── INPUT DATA

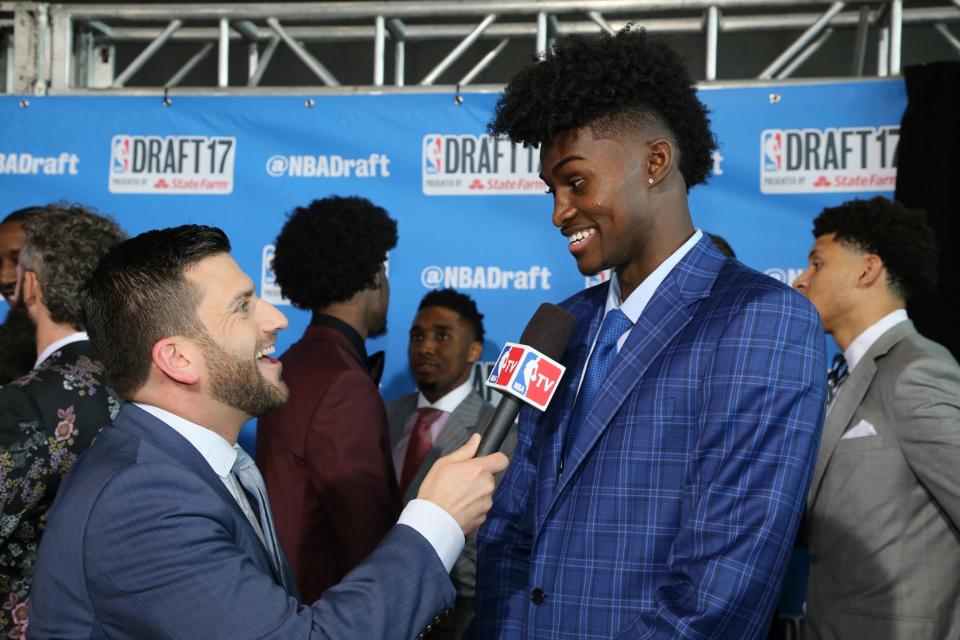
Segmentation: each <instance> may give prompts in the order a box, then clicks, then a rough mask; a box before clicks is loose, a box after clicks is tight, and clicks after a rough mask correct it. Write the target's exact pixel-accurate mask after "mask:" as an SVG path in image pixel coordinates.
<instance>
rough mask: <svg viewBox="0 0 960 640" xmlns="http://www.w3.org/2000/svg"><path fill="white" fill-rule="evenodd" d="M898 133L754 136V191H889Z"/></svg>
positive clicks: (896, 169) (873, 133) (864, 132)
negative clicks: (756, 155)
mask: <svg viewBox="0 0 960 640" xmlns="http://www.w3.org/2000/svg"><path fill="white" fill-rule="evenodd" d="M899 141H900V127H899V126H896V125H891V126H886V127H845V128H829V129H767V130H766V131H764V132H763V133H761V134H760V191H761V192H763V193H818V192H824V191H828V192H853V191H893V190H894V187H895V186H896V181H897V144H898V143H899Z"/></svg>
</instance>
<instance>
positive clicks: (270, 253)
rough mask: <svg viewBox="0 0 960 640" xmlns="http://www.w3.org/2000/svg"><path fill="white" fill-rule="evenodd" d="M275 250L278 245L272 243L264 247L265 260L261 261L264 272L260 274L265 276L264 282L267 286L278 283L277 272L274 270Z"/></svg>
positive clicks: (260, 274) (263, 271)
mask: <svg viewBox="0 0 960 640" xmlns="http://www.w3.org/2000/svg"><path fill="white" fill-rule="evenodd" d="M275 252H276V247H275V246H274V245H272V244H268V245H267V246H265V247H264V248H263V261H262V262H261V268H262V269H263V272H262V273H261V274H260V275H261V276H262V278H263V284H264V285H265V286H273V285H275V284H277V274H275V273H274V272H273V254H274V253H275Z"/></svg>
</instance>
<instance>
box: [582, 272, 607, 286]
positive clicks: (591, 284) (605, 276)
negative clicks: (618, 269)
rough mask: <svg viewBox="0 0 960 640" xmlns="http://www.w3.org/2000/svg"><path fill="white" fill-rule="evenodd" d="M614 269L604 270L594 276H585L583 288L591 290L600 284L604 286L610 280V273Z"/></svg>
mask: <svg viewBox="0 0 960 640" xmlns="http://www.w3.org/2000/svg"><path fill="white" fill-rule="evenodd" d="M611 271H612V269H604V270H603V271H601V272H600V273H598V274H596V275H592V276H583V288H584V289H589V288H590V287H595V286H597V285H598V284H603V283H604V282H606V281H607V280H609V279H610V272H611Z"/></svg>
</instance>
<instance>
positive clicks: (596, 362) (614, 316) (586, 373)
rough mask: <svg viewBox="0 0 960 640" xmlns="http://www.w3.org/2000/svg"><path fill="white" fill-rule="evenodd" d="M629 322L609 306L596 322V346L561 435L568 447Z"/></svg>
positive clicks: (627, 317) (616, 309)
mask: <svg viewBox="0 0 960 640" xmlns="http://www.w3.org/2000/svg"><path fill="white" fill-rule="evenodd" d="M632 325H633V323H632V322H630V318H628V317H627V314H625V313H624V312H623V311H620V309H611V310H610V313H608V314H607V317H606V318H604V319H603V324H601V325H600V335H598V336H597V344H596V347H595V348H594V351H593V354H591V356H590V360H589V361H588V362H587V369H586V371H585V372H584V374H583V385H581V387H580V393H579V394H577V400H576V402H575V404H574V407H573V417H571V418H570V424H569V425H568V426H567V432H566V434H565V435H564V438H565V439H566V444H567V446H568V447H569V446H570V445H571V444H572V443H574V442H576V440H577V434H578V433H579V432H580V425H581V424H583V420H584V418H585V417H586V416H588V415H589V414H590V408H591V407H592V406H593V399H594V397H596V395H597V391H599V390H600V387H601V386H602V385H603V381H604V380H606V378H607V373H609V372H610V367H611V366H612V365H613V362H614V360H616V358H617V338H619V337H620V336H622V335H623V334H624V332H625V331H626V330H627V329H629V328H630V327H631V326H632Z"/></svg>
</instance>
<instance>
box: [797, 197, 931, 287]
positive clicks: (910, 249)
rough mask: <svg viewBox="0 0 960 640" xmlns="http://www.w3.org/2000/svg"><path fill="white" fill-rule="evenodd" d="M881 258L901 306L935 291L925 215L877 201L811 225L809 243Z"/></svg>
mask: <svg viewBox="0 0 960 640" xmlns="http://www.w3.org/2000/svg"><path fill="white" fill-rule="evenodd" d="M831 233H832V234H834V235H835V236H836V239H837V241H838V242H841V243H843V244H844V245H846V246H848V247H852V248H854V249H856V250H858V251H864V252H866V253H872V254H875V255H877V256H880V259H881V260H882V261H883V265H884V266H885V267H886V268H887V274H888V275H889V282H890V286H891V288H892V289H893V290H894V293H896V294H897V295H899V296H900V297H901V298H903V299H904V300H909V299H910V298H912V297H913V296H915V295H917V294H921V293H932V292H934V291H936V289H937V259H938V255H939V248H938V246H937V238H936V236H935V235H934V233H933V229H932V228H930V225H929V224H927V214H926V213H924V212H923V211H921V210H919V209H908V208H907V207H906V206H904V205H902V204H900V203H899V202H893V201H891V200H888V199H887V198H884V197H882V196H876V197H874V198H871V199H869V200H848V201H847V202H844V203H843V204H841V205H839V206H836V207H827V208H826V209H824V210H823V211H822V212H821V213H820V215H818V216H817V217H816V219H814V221H813V237H814V238H819V237H820V236H823V235H828V234H831Z"/></svg>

────

* [TASK OBJECTIVE]:
The data shown above must be printed again exactly, with no images included.

* [OUTPUT]:
Segmentation: each <instance> may give prompts in the order a box, then clicks, then a rough mask; a box before clicks is loose, a box after clicks is tight, and clicks after a rough mask correct it. Write the target's exact pixel-accurate mask after "mask:" as an SVG path in image pixel coordinates.
<instance>
rough mask: <svg viewBox="0 0 960 640" xmlns="http://www.w3.org/2000/svg"><path fill="white" fill-rule="evenodd" d="M898 133L754 136V191H889Z"/></svg>
positive clicks: (896, 169) (873, 133) (864, 132)
negative clicks: (756, 155)
mask: <svg viewBox="0 0 960 640" xmlns="http://www.w3.org/2000/svg"><path fill="white" fill-rule="evenodd" d="M899 141H900V127H899V126H896V125H891V126H886V127H845V128H829V129H767V130H766V131H764V132H763V133H761V134H760V191H761V192H763V193H818V192H824V191H828V192H853V191H893V190H894V187H895V186H896V181H897V144H898V143H899Z"/></svg>
</instance>
<instance>
positive clicks: (270, 253)
rough mask: <svg viewBox="0 0 960 640" xmlns="http://www.w3.org/2000/svg"><path fill="white" fill-rule="evenodd" d="M275 250L278 245L272 243L264 247L265 260L261 261L264 272L260 274L265 276L264 282L267 286L278 283L277 272L274 270Z"/></svg>
positive clicks: (260, 274) (263, 271)
mask: <svg viewBox="0 0 960 640" xmlns="http://www.w3.org/2000/svg"><path fill="white" fill-rule="evenodd" d="M275 252H276V247H275V246H274V245H272V244H268V245H267V246H265V247H264V248H263V261H262V262H261V268H262V269H263V272H262V273H261V274H260V275H261V276H262V278H263V284H264V285H265V286H273V285H275V284H277V274H275V273H274V272H273V254H274V253H275Z"/></svg>
</instance>
<instance>
box: [582, 272, 607, 286]
positive clicks: (591, 284) (605, 276)
negative clicks: (618, 269)
rough mask: <svg viewBox="0 0 960 640" xmlns="http://www.w3.org/2000/svg"><path fill="white" fill-rule="evenodd" d="M614 269L604 270L594 276H585L583 288L591 290L600 284L604 286L610 280V273Z"/></svg>
mask: <svg viewBox="0 0 960 640" xmlns="http://www.w3.org/2000/svg"><path fill="white" fill-rule="evenodd" d="M611 271H612V269H604V270H603V271H601V272H600V273H598V274H596V275H592V276H583V288H584V289H589V288H590V287H595V286H597V285H598V284H603V283H604V282H606V281H607V280H609V279H610V272H611Z"/></svg>
</instance>
<instance>
positive clicks: (596, 362) (614, 316) (586, 373)
rough mask: <svg viewBox="0 0 960 640" xmlns="http://www.w3.org/2000/svg"><path fill="white" fill-rule="evenodd" d="M629 322L609 306L596 322V346L561 435L568 447Z"/></svg>
positive clicks: (627, 317) (616, 309)
mask: <svg viewBox="0 0 960 640" xmlns="http://www.w3.org/2000/svg"><path fill="white" fill-rule="evenodd" d="M632 325H633V323H632V322H630V318H628V317H627V314H625V313H624V312H623V311H620V309H611V310H610V313H608V314H607V317H606V318H604V319H603V324H601V325H600V335H598V336H597V344H596V347H595V348H594V351H593V354H591V356H590V360H589V361H588V362H587V369H586V371H585V372H584V374H583V385H581V387H580V393H579V394H577V400H576V402H575V404H574V407H573V417H571V418H570V424H569V425H568V426H567V432H566V434H565V435H564V438H565V439H566V444H567V446H568V447H569V446H570V445H571V444H572V443H574V442H576V440H577V434H578V433H579V432H580V425H581V424H583V420H584V418H585V417H586V416H588V415H589V414H590V408H591V407H592V406H593V399H594V397H596V395H597V391H599V390H600V387H601V386H602V385H603V381H604V380H606V378H607V373H609V372H610V367H611V366H612V365H613V362H614V360H616V358H617V338H619V337H620V336H622V335H623V334H624V332H625V331H626V330H627V329H629V328H630V327H631V326H632Z"/></svg>
</instance>
<instance>
box: [797, 197, 931, 287]
positive clicks: (910, 249)
rough mask: <svg viewBox="0 0 960 640" xmlns="http://www.w3.org/2000/svg"><path fill="white" fill-rule="evenodd" d="M881 258L901 306L935 291L925 215L877 201L811 225L809 243Z"/></svg>
mask: <svg viewBox="0 0 960 640" xmlns="http://www.w3.org/2000/svg"><path fill="white" fill-rule="evenodd" d="M831 233H832V234H834V235H835V236H836V239H837V241H838V242H841V243H843V244H844V245H846V246H848V247H852V248H854V249H856V250H858V251H864V252H866V253H872V254H875V255H877V256H880V259H881V260H882V261H883V265H884V266H885V267H886V268H887V274H888V275H889V282H890V286H891V288H892V289H893V290H894V293H896V294H897V295H899V296H900V297H901V298H903V299H904V300H909V299H910V298H912V297H913V296H915V295H917V294H921V293H932V292H934V291H936V289H937V259H938V255H939V248H938V246H937V238H936V236H935V235H934V233H933V229H932V228H930V225H929V224H927V214H926V213H924V212H923V211H921V210H919V209H908V208H907V207H906V206H904V205H902V204H900V203H899V202H893V201H891V200H888V199H887V198H884V197H882V196H876V197H874V198H871V199H869V200H848V201H847V202H844V203H843V204H841V205H839V206H836V207H827V208H826V209H824V210H823V211H822V212H821V213H820V215H818V216H817V217H816V219H814V221H813V237H814V238H819V237H820V236H823V235H828V234H831Z"/></svg>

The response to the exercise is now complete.